** Start Data for this exercise **

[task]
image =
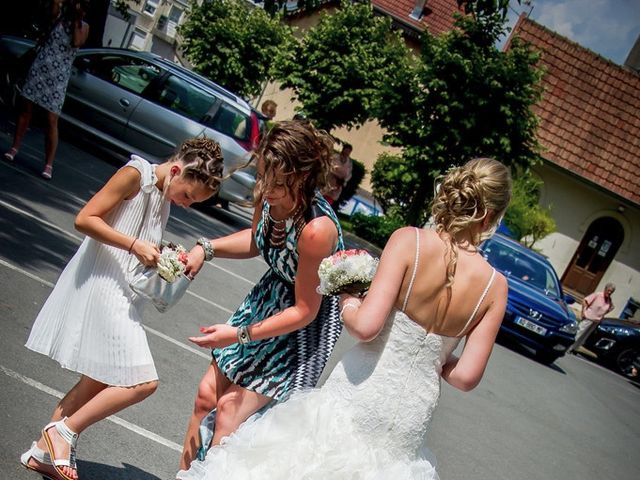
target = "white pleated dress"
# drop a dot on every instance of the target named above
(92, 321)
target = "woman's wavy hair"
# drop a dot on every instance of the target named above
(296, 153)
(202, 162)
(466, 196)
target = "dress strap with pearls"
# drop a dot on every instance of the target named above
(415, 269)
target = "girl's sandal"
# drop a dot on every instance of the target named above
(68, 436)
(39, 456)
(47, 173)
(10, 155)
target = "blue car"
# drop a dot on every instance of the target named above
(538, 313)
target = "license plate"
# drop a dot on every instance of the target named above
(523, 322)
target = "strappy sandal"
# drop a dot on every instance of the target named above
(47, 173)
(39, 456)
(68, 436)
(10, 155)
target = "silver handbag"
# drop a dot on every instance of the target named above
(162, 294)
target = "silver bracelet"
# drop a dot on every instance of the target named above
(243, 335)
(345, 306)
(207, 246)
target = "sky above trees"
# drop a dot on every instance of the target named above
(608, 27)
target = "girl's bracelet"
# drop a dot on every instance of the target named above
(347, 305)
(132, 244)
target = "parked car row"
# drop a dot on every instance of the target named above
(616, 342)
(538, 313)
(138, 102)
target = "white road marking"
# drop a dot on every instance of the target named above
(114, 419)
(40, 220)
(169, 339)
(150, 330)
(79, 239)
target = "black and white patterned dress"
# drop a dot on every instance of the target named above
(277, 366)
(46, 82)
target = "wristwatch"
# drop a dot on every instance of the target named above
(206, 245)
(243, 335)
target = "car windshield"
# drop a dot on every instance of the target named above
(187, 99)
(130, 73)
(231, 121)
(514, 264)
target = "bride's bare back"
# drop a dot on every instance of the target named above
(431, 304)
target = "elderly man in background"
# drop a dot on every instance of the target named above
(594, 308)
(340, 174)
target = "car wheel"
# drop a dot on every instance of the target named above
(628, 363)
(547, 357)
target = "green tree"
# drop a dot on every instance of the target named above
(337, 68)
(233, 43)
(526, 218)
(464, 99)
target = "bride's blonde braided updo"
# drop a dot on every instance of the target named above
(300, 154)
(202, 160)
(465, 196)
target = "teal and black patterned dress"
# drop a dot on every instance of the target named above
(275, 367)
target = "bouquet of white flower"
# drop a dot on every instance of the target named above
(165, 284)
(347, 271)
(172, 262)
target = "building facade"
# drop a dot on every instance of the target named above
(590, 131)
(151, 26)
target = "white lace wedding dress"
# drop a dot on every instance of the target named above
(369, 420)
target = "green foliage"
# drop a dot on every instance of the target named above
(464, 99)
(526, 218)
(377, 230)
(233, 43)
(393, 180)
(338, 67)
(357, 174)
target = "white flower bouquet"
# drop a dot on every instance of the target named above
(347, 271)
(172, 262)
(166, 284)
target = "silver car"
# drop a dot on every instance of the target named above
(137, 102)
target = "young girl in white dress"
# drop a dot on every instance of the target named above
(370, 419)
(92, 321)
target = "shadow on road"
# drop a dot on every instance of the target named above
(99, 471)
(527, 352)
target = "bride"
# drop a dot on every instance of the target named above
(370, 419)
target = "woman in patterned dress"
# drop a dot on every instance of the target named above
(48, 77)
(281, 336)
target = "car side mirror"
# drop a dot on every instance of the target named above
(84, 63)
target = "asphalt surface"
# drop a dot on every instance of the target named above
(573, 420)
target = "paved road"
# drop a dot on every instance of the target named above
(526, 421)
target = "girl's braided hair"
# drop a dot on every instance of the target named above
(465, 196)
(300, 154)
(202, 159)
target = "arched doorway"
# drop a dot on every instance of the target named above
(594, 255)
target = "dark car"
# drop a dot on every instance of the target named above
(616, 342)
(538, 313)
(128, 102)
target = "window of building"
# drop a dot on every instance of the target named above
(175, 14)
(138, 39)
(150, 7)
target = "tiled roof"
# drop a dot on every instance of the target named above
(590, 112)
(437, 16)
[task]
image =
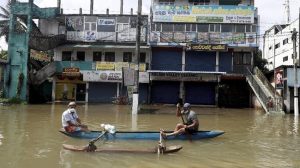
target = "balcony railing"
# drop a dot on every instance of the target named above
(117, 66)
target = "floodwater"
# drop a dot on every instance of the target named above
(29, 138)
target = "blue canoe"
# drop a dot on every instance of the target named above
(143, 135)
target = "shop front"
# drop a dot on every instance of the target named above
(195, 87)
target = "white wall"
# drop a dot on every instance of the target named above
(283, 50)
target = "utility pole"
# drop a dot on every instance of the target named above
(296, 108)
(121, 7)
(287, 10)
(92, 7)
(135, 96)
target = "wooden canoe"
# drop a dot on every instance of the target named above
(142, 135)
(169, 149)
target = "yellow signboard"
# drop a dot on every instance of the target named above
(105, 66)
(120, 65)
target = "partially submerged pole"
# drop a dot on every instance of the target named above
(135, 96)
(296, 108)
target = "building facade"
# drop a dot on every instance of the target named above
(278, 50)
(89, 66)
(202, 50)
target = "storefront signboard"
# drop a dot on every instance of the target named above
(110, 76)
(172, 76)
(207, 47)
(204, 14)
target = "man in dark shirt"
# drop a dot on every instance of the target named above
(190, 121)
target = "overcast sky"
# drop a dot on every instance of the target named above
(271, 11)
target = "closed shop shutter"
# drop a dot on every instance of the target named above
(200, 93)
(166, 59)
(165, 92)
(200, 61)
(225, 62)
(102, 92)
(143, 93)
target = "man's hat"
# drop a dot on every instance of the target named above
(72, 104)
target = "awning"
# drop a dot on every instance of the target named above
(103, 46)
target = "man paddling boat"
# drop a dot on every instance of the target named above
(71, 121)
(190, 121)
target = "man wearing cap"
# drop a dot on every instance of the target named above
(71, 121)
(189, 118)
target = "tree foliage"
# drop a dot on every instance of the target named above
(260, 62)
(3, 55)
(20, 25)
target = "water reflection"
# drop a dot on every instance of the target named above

** End Data for this exercise **
** Start Data for this exercise **

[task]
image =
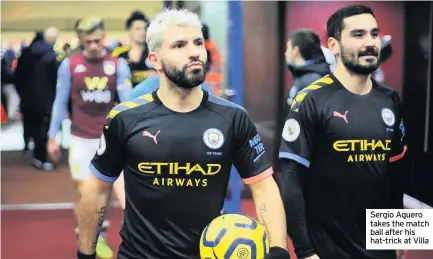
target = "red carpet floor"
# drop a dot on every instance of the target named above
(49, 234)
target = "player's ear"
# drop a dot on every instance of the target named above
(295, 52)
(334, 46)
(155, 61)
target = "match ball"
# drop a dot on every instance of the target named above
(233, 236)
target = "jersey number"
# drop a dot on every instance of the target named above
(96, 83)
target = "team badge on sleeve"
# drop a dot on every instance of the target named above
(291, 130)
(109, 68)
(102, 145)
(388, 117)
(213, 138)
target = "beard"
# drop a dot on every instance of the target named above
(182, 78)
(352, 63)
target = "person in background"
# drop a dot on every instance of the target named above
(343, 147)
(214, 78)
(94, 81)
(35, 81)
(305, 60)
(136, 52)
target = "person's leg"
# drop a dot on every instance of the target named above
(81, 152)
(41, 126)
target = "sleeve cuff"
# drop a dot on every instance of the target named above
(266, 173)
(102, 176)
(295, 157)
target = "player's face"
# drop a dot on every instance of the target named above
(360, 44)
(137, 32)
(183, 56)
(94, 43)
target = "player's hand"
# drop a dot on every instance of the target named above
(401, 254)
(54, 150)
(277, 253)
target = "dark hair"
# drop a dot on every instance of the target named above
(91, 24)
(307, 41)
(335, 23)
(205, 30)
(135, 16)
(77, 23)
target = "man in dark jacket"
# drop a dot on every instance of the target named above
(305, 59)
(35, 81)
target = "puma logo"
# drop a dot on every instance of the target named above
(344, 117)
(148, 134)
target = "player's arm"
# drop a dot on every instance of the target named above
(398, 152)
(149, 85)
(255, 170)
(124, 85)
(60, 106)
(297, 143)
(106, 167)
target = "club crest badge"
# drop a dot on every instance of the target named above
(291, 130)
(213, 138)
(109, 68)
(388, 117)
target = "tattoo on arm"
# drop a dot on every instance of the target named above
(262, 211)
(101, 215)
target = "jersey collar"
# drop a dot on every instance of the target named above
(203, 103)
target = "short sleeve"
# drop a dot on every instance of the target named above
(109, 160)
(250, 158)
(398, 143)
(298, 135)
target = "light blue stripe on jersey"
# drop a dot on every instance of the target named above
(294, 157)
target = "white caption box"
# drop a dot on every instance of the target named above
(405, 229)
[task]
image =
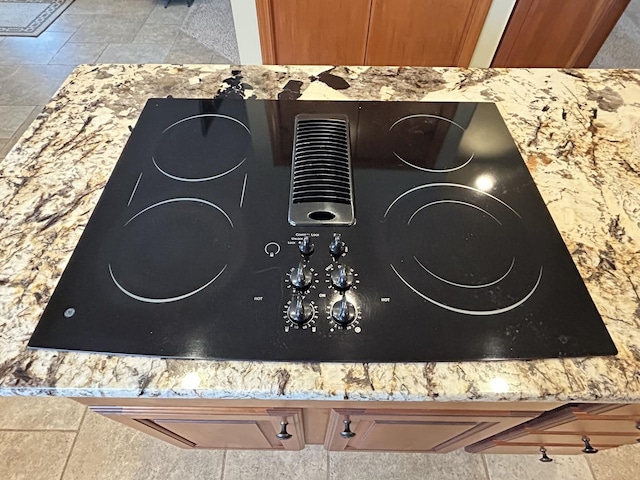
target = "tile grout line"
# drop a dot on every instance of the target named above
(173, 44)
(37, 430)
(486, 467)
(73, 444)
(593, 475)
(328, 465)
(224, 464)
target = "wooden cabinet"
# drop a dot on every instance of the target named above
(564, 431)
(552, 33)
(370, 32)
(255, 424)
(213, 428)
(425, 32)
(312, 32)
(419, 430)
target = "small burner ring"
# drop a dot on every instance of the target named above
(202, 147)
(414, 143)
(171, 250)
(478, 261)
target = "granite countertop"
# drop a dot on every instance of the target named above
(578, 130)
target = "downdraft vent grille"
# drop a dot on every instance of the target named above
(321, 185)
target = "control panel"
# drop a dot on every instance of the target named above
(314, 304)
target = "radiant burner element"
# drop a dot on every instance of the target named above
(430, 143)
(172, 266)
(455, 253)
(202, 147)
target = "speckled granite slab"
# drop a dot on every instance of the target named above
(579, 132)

** End Data for this exercise **

Show every line of the records above that contains the word "braided".

target = "bride's blonde braided updo"
target = "girl's braided hair"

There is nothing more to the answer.